## PROVIDED PASSAGE
* * * * * * *

Recent progress in research has further expanded the potential applications of MSCs in AHAI prevention and treatment. A 2023 study demonstrated that stem cells derived from human exfoliated deciduous teeth (SHED) could effectively prevent HACE in a rat model by inhibiting the HIF-1α-mediated ERK signaling pathway, thereby regulating microglial polarization (Wang et al., 2023). Additionally, exosomes from miR-486-modified dental pulp stem cells exhibited better inflammatory regulation in high-altitude pulmonary edema animal models (Wang et al., 2025). These findings not only confirm the unique advantages of MSCs and their exosomes in hypoxic environments but also provide essential evidence for the development of novel therapeutic strategies. Compared to traditional drug treatments, MSC-based therapy offers multiple-target effects with fewer side effects, and its adaptive regulatory capacity in high-altitude environments may yield more favorable therapeutic outcomes. With continued research into MSC mechanisms and advancements in exosome technology, MSC-based interventions are poised to become an important therapeutic approach for the prevention and treatment of AHAI.

2.1.1.2 Antioxidative stress mechanisms of MSCs in AHAI

MSCs exhibit significant therapeutic potential in combating oxidative stress, a property of considerable importance in the prevention and treatment of AHAI. Studies have demonstrated that bone marrow-derived MSCs can effectively treat various oxidative stress-related conditions, primarily by modulating multiple antioxidant enzyme systems. These include the expression of key antioxidant enzymes such as superoxide dismutases (SOD1, SOD2), catalase (CAT), and glutathione peroxidase (GPx) (Figure 1) (Valle-Prieto and Conget, 2010). When the human body is abruptly exposed to hypoxic conditions at high altitudes, it produces a large number of free radicals, leading to a sharp increase in oxidative stress. This state results in a cascade of pathological changes, including lipid peroxidation, protein denaturation, and DNA damage (Dosek et al., 2007). Experimental data have shown that within 1.5 h of acute hypoxic exposure, levels of reactive oxygen species (ROS) and the oxidative stress marker malondialdehyde (MDA) significantly increase, underscoring the rapid impact of the high-altitude environment on the body’s redox balance (Sarada et al., 2008).

* * * * * * *

[Referring expression data]
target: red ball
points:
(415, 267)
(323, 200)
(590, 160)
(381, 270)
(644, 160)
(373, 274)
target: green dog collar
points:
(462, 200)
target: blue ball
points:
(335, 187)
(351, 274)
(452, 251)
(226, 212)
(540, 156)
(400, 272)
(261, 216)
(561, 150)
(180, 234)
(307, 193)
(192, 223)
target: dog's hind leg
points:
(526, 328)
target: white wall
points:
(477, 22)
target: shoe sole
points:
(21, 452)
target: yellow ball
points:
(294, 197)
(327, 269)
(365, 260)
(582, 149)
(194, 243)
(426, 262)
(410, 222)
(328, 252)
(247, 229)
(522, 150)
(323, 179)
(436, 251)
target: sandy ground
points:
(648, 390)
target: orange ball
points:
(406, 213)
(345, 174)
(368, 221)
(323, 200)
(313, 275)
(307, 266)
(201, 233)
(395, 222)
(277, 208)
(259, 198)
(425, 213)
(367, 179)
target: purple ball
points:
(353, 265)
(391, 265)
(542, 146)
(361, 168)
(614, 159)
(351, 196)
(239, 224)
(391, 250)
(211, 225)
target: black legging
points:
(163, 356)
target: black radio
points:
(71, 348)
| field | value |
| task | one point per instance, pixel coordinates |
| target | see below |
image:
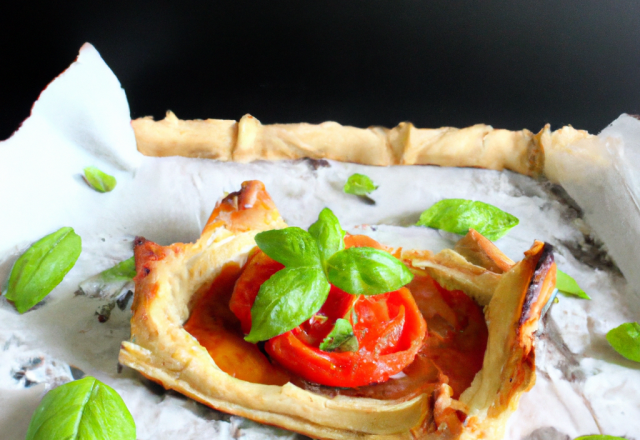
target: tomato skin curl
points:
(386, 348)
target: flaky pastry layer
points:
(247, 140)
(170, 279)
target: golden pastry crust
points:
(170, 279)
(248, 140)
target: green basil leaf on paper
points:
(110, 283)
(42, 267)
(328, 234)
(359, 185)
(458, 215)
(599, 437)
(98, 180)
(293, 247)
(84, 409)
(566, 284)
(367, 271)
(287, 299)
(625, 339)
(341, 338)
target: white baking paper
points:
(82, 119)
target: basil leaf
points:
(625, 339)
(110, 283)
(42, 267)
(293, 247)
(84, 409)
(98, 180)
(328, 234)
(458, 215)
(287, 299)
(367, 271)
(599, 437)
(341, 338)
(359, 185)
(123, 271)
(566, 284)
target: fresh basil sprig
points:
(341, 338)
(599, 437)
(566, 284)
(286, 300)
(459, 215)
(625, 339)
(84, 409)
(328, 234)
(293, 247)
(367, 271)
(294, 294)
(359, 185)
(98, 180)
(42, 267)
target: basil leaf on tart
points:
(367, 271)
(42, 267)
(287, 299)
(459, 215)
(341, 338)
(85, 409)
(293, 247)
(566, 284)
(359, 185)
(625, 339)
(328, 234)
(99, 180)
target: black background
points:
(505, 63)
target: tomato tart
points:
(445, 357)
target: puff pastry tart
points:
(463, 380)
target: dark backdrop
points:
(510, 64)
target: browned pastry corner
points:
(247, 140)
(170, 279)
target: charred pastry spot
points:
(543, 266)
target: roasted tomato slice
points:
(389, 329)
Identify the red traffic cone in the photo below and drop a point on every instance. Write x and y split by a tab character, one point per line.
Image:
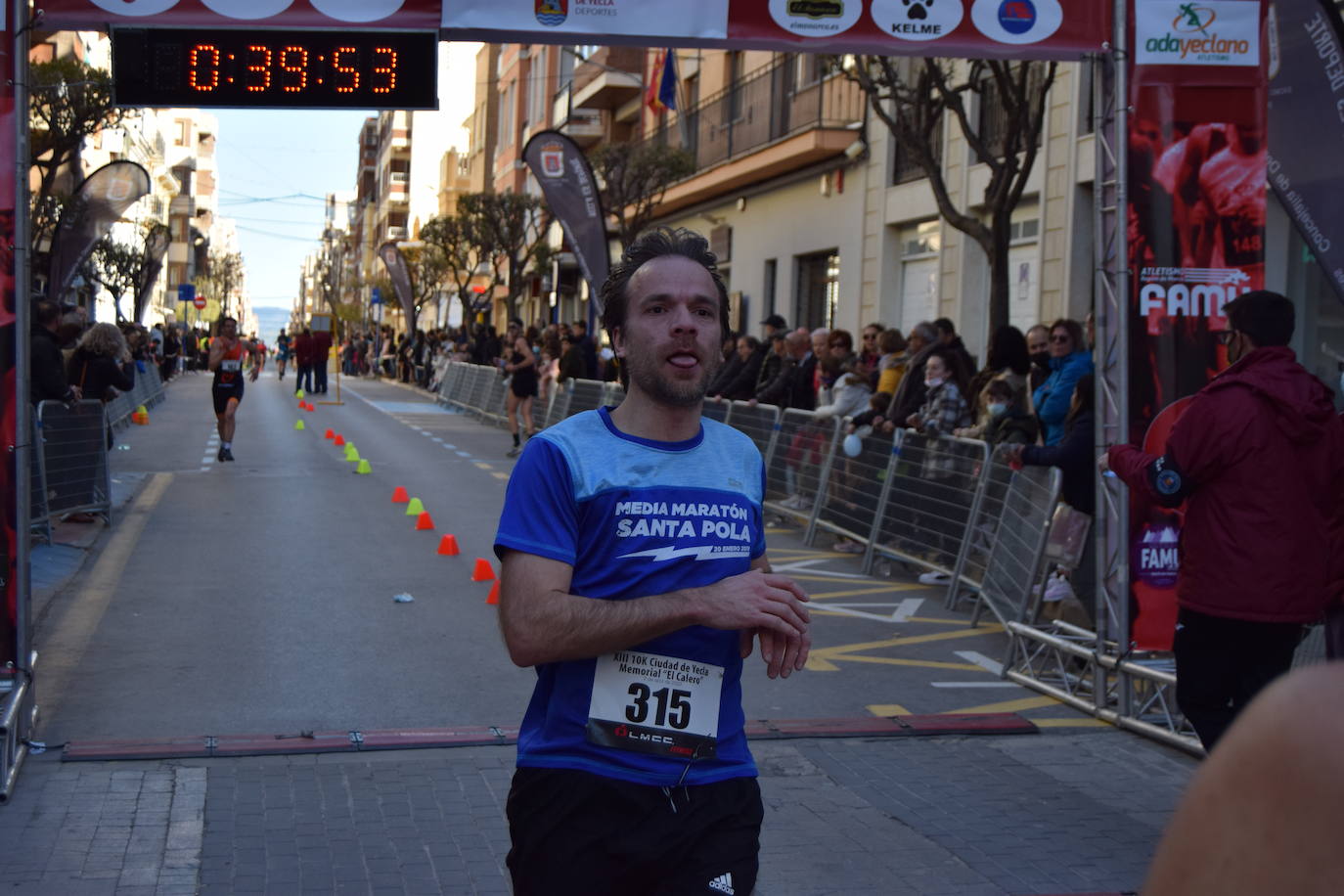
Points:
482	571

* * * * * * *

## DIRECTIONS
Continue the passage on stem cells and high-altitude illness from where it stops. You won't need the lines above.

## RESPONSE TO THIS TASK
In animal models of high-altitude pulmonary edema (HAPE), dental pulp-derived MSCs (DPSCs) have demonstrated notable antioxidative effects. Experimental results confirm that DPSCs can significantly enhance SOD activity and reduce MDA levels in lung tissue homogenates. This protective effect is likely mediated through activation of the nuclear factor erythroid 2–related factor 2/heme oxygenase-1 (Nrf2/HO-1) signaling pathway (Mao et al., 2024). As a key transcription factor in the oxidative stress response, Nrf2 plays a central role in regulating the expression of various antioxidant enzymes. Additionally, recent studies have found that extracellular vesicles derived from miRNA-486-modified DPSCs (DPSC-EVs) exert antioxidative effects via the PI3K-Akt signaling pathway, offering new perspectives on the antioxidative mechanisms of MSCs (Wang et al., 2025). These findings not only confirm the antioxidative protective effects of MSCs under hypoxic high-altitude conditions but also suggest that they may counteract oxidative damage through multiple signaling pathways.

Although research on the antioxidative stress effects of MSCs has made significant progress, the underlying mechanisms remain to be fully elucidated. The oxidative stress process involves complex enzyme systems and signaling networks, and MSCs may act through multiple coordinated pathways. Future studies should further investigate the antioxidative mechanisms of MSCs in different high-altitude illness models, including their effects on mitochondrial function, redox homeostasis, and apoptosis. Moreover, optimizing administration routes, dosage, and exploring combination therapies with MSCs could provide a solid foundation for developing more effective treatment strategies for high-altitude diseases. As our understanding of MSC-mediated antioxidative mechanisms deepens, their application prospects in high-altitude medicine will continue to expand.

2.1.1.3 Key mechanisms of MSC paracrine function and homing in the prevention and treatment of AHAI

The therapeutic effects of MSCs in AHAI largely rely on their distinctive paracrine function and homing capability. MSC homing can be categorized into non-systemic and systemic modes. Non-systemic homing refers to the direct delivery of MSCs to the injury site through local transplantation, whereas systemic homing is more complex. It involves the directed migration of MSCs across the vascular endothelial barrier to target tissues under the guidance of chemokines released from injured areas (Nitzsche et al., 2017). Studies have shown that once MSCs enter the circulatory system, they preferentially accumulate in sites of inflammation and tissue damage, a property that provides a unique advantage in repairing injuries induced by high-altitude exposure (Sullivan et al., 2013).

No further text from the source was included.